■ Tasks for this exercise ■
(a) According to the podcast transcript, what is the rule of thumb on lowering a listing's price?
(b) Extend the podcast transcript past its final line.

■ Source extract ■
# # # #

Then the other thing too, just our rule of thumb, is… It’s not FHA eligible until you hit 90 days. To me, it’s awesome if you finish a project before it’s eligible because you’re like, “Hey, we just crushed it.” But at the same time, our rule of thumb on that is we don’t price drop until it’s FHA eligible. So if it sits for two or three weeks and no one buys it cash or conventional, there may just be people that want the house, but it’s not FHA eligible for it. We’ve had scenarios with that where on that 90, 91-day mark, we get three offers because all these people liked it but they couldn’t buy it yet. So that’s just one thing, how we approach listings, and if they’re not eligible for FHA… Especially right now it seems like we’re getting a lot of FHA buyers on both mobile homes and normal single-family homes. So we just make sure that we at least ride out that period before we do any sort of price drop or reduction or anything like that.

Ashley:
Well, thank you guys so much for coming on and sharing this incredible journey of you guys’ matchmaking and making this deal work for JP. It’s been really cool to compare and contrast, even though it obviously really sucks JP about your first flip as to how they didn’t work out exactly as you wanted, but it is amazing to see the transformation, you, as an investor, and how you kept going. You didn’t give up, and you found somebody that could help you figure it out. Thank you guys so much for coming on and sharing. I really appreciate it.

Tony:
I just wanted to add, JP, just major kudos to you, man, because talk about mental fortitude and perseverance and grit. I think if the average person got started in real estate investing the way that you did with these experiences that feel like these massive failures, I think most people would’ve stopped. They just would’ve licked their wounds and said, “Real estate investing is not for me.” We’ve interviewed people on the podcast who took years and years after that first failed attempted real estate investment before they got back into the game. Brother, the fact that you were able to keep your head high and move forward with confidence and with grace, it just speaks volumes to who you are as a person, man. So I want to congratulate you on that.

# # # #

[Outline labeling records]
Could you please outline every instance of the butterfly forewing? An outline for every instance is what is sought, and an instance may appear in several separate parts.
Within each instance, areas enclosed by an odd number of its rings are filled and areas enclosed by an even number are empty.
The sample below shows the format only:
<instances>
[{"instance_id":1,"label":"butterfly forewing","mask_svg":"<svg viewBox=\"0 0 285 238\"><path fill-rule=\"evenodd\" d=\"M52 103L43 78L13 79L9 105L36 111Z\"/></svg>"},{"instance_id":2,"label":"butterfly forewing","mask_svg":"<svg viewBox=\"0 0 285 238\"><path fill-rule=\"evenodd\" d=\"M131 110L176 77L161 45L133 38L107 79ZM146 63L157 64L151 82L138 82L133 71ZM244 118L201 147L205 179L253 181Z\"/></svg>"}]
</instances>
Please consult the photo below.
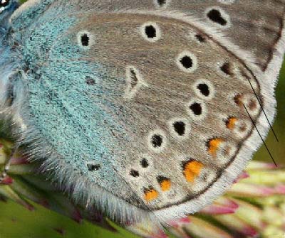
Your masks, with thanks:
<instances>
[{"instance_id":1,"label":"butterfly forewing","mask_svg":"<svg viewBox=\"0 0 285 238\"><path fill-rule=\"evenodd\" d=\"M23 120L77 200L124 221L143 211L182 216L221 194L260 144L252 119L274 108L261 72L284 4L201 2L35 2L26 11L44 16L21 33L23 13L12 18L29 68ZM258 59L258 75L234 43Z\"/></svg>"}]
</instances>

# # # #

■ Answers in order ■
(a) They don't drop the price until the property is FHA eligible.

(b)
JP:
Thanks, really appreciate those kind words. It was definitely a process, like absorbing all those losses and coming into that, just the mental hit it takes on you. Basically, it took six months between that last flip and getting into this one with Aaron, or I guess eight months. In between there, it was just figuring things out, working as a real estate agent. That hit basically, I’ve just summed it up into a 250K education that I didn’t know I was going to want and didn’t want, but definitely would’ve spent that 250K differently. Failure is a part of learning. It’ll be a cool story to tell my kids one day when I’ve built a cool company.

Tony:
That’s an MBA in real estate investment right there, man. You got a world-class education.

JP:
Yeah, definitely.

Ashley:
Well, JP, where can people reach out to you and find out some more information about you?

JP:
They can reach out to me on Instagram @JPDesmet97.

Ashley:
Aaron, thank you so much for coming in and giving your advice and letting everyone else get value out of the lessons that you helped teach JP. Where can everybody reach out to you and find out some more information?

Aaron:
The best place is probably Instagram. It’s just my first name dot last name, so @Aaron.Beal. I’m pretty responsive there, so hit me up if I can do anything to help.

Ashley:
Okay, awesome. Thank you guys so much.

Aaron:
Thank you.

JP:
All right, thanks guys.

Ashley:
Tony, what a great episode. This is one of the first times that we’ve really had a mentor/mentee program. I think in one of the first maybe 20 episodes of Real Estate Rookie, we had Ryan Dossey on, and we did kind of a mentor thing. But definitely haven’t had this kind of setup before on the podcast, but I really liked it. Definitely an interesting relationship when you tie in all the components of how they worked together.

Tony:
It was just such an interesting story. I mean, JP, talk about just having, I don’t know, nerves of steel to keep going through even when things get tough. I think it just goes to show, Ashley, how much good mentorship can save a new investor from so much headache. It can really shorten the learning curve when you have someone who’s made the mistakes already and can stop you before you jump off into the deep end and follow in those same footsteps. It’s night and day between the first flips that JP did versus the one that he did this more recent time with Aaron.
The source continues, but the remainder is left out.